*CHALLENGE*
Transcribe the lines of the records starting with the one that has "find pink scarf" in it and ending with the last, and transcribe nothing else.

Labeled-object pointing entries
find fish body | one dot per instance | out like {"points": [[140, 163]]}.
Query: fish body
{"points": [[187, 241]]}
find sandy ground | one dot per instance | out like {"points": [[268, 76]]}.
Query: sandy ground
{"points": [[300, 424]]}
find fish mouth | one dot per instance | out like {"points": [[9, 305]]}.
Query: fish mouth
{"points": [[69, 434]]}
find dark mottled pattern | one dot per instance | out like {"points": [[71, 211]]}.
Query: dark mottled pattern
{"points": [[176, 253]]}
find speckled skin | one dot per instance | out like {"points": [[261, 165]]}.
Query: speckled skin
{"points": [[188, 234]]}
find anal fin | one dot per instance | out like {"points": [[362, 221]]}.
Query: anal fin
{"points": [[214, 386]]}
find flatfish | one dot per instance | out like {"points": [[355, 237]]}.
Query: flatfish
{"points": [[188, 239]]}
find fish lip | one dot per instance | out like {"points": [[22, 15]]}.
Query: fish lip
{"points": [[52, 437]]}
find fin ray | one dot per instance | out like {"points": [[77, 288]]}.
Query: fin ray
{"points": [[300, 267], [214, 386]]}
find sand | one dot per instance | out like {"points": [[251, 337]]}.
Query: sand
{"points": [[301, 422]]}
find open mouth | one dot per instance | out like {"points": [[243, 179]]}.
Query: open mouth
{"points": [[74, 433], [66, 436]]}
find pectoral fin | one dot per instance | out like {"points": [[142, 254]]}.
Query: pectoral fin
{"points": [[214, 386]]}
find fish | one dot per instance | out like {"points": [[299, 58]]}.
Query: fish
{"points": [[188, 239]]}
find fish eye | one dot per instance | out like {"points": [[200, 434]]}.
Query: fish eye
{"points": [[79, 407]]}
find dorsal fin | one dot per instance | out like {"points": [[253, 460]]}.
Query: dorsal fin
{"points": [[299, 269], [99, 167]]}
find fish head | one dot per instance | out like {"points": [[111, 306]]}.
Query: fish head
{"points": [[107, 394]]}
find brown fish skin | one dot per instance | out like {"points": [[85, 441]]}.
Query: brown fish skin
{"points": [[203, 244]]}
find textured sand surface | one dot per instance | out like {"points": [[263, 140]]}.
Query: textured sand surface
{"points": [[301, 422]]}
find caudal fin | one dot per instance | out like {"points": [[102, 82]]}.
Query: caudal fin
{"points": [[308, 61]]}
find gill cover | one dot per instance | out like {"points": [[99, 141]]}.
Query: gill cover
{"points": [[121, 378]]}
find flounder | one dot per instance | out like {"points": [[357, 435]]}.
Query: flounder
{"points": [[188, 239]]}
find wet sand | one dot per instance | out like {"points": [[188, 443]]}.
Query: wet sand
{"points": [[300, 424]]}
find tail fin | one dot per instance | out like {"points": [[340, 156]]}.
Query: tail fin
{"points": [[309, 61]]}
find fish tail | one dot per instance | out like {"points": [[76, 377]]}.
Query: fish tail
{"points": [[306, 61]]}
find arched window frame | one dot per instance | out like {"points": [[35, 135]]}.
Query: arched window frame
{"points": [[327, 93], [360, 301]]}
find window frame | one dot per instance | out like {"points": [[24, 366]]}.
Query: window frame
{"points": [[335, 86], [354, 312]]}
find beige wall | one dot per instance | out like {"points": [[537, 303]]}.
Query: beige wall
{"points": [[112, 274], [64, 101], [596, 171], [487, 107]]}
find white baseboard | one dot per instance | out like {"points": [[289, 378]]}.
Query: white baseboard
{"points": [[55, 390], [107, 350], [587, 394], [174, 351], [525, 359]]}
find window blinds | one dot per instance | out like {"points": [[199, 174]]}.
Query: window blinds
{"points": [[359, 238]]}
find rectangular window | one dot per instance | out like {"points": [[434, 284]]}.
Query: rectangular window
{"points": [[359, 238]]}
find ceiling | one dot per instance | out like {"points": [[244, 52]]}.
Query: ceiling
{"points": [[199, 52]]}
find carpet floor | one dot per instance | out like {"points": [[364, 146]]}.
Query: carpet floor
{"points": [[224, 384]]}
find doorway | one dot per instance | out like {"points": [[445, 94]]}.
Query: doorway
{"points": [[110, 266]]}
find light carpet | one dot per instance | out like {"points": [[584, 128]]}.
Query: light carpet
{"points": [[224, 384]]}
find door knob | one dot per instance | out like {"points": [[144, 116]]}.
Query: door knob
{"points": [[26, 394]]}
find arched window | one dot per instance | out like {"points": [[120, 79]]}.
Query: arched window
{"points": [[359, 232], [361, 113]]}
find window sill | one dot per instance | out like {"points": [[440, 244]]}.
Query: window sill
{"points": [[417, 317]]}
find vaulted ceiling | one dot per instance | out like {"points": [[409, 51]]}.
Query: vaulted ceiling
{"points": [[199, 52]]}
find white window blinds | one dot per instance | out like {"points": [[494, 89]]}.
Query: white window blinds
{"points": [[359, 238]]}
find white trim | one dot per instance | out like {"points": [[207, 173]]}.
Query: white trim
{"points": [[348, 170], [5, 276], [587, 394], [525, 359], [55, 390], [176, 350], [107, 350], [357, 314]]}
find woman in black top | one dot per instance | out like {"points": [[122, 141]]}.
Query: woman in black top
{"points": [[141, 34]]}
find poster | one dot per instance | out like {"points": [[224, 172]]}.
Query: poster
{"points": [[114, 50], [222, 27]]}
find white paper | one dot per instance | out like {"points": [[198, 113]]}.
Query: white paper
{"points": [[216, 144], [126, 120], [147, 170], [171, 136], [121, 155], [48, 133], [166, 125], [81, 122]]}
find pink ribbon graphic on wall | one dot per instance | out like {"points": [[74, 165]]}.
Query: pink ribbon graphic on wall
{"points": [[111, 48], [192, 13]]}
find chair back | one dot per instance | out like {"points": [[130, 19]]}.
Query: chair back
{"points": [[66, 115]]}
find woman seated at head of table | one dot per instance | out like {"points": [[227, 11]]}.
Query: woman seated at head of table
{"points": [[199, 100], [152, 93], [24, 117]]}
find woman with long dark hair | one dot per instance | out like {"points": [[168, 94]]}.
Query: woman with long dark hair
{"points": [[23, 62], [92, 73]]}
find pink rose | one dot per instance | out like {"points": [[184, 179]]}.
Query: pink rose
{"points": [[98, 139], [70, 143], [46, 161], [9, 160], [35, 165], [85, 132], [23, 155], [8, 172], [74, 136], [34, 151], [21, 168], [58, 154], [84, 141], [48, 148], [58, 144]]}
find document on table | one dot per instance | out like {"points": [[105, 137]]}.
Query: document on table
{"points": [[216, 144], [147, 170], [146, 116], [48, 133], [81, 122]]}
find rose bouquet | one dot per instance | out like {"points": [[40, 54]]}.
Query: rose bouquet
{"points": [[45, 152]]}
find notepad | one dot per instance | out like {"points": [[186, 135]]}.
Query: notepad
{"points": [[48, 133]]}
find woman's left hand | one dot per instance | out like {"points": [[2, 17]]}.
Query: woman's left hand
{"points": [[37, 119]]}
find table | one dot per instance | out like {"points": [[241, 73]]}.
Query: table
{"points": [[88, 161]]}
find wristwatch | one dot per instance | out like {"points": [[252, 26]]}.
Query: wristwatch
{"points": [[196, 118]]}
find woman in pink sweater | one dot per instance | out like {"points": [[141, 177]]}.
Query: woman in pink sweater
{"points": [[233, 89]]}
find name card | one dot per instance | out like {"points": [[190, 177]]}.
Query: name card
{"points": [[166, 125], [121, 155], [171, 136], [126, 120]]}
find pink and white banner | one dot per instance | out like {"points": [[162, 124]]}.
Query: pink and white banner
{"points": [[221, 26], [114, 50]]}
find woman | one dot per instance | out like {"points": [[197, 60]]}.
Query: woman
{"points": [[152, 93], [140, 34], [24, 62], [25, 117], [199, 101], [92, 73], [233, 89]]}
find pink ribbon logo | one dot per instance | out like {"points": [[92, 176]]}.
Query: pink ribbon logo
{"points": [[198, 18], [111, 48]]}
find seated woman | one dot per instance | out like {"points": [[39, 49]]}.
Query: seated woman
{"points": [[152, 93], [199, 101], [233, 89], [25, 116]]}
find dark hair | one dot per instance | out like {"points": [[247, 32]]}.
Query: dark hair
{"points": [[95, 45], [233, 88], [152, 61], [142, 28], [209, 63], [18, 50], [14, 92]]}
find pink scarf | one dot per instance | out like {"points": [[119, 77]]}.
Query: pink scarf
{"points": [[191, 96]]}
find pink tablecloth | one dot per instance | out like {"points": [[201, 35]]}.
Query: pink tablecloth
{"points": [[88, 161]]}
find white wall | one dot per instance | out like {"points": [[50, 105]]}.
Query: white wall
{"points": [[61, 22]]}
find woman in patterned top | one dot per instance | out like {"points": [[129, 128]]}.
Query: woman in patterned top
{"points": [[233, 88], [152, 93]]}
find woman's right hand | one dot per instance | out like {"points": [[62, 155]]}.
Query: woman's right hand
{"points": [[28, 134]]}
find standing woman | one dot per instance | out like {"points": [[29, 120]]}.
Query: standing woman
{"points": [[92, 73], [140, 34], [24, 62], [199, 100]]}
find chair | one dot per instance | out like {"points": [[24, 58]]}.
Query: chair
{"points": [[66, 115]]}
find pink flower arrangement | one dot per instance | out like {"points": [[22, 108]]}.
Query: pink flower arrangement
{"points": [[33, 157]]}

*SOLUTION FOR THIS TASK*
find pink scarf | one dot per instance | out like {"points": [[119, 77]]}.
Query: pink scarf
{"points": [[191, 96]]}
find pink tablecloth | one dot per instance | out like {"points": [[201, 35]]}.
Query: pink tablecloth
{"points": [[88, 161]]}
find white wall | one dot per instance | out like {"points": [[50, 105]]}.
Query: white wall
{"points": [[61, 22]]}
find woman in patterned top | one dot per instance | out like {"points": [[129, 128]]}.
Query: woman in patterned top
{"points": [[233, 88], [152, 93]]}
find woman's right hand | one dot per instance | out like {"points": [[62, 155]]}.
Query: woman's right hand
{"points": [[28, 134]]}
find standing woman | one dot per instance | out like {"points": [[29, 120]]}.
Query: standing woman
{"points": [[92, 73], [140, 34], [24, 62], [199, 100]]}
find chair | one dot per instance | out like {"points": [[24, 58]]}.
Query: chair
{"points": [[66, 115]]}
find pink flower arrangement | one dot per instance | out like {"points": [[22, 108]]}.
Query: pink flower arrangement
{"points": [[33, 157]]}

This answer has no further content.